• Task requirements
Rewrite the stretch from the line containing "the black trash can" through the end of the records, requests included, and give only those lines. Multiply every coordinate in the answers by 2.5 and round each result to a whole number, with halves rounding up.

• Available data
begin
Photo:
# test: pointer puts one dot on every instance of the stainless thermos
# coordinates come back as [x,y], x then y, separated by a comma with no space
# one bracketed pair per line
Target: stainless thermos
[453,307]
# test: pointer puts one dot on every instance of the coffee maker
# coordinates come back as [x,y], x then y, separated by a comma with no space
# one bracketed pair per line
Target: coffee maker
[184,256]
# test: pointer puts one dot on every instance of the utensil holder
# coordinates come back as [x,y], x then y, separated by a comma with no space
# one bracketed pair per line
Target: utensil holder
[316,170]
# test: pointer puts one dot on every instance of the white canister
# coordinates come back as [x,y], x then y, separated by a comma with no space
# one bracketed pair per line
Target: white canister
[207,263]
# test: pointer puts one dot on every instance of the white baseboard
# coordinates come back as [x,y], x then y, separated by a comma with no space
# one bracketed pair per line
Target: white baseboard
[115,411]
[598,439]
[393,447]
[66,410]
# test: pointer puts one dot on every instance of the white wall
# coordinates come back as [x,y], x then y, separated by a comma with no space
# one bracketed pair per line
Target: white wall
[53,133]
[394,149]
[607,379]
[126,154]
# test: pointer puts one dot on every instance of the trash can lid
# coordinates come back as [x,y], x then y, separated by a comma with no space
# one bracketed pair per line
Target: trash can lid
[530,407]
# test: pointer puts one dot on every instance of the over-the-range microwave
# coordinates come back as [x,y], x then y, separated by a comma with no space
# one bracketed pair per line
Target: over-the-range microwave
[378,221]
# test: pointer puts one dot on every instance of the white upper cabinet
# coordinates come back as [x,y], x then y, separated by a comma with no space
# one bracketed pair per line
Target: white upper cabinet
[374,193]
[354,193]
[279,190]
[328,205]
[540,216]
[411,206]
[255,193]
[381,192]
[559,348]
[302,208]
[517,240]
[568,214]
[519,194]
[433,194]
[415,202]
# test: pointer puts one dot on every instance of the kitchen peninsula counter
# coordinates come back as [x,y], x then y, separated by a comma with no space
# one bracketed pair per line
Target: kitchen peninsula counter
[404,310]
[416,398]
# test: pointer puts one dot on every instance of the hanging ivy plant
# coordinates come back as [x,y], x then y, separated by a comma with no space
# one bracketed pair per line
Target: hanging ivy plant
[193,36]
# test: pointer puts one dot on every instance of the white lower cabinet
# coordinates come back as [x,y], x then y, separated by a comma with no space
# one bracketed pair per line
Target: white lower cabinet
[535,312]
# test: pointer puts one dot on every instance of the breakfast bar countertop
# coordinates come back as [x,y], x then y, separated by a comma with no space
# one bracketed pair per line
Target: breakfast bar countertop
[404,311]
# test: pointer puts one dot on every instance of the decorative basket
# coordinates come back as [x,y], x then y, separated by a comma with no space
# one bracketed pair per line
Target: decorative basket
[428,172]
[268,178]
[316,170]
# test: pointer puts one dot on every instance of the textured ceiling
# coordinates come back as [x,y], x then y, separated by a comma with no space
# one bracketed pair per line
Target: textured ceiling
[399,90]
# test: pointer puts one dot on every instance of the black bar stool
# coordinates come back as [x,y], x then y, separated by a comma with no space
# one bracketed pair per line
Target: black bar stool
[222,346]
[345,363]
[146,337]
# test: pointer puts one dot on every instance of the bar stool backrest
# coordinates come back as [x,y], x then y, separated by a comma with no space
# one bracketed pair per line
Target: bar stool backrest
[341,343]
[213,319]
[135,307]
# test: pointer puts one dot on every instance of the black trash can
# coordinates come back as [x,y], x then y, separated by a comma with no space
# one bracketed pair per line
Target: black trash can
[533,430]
end
• Exercise response
# test: pointer puts one dot on every instance of the black trash can
# coordinates come back as [x,y], x then y, separated by a comma with no space
# one bracketed pair per line
Target: black trash can
[1333,1075]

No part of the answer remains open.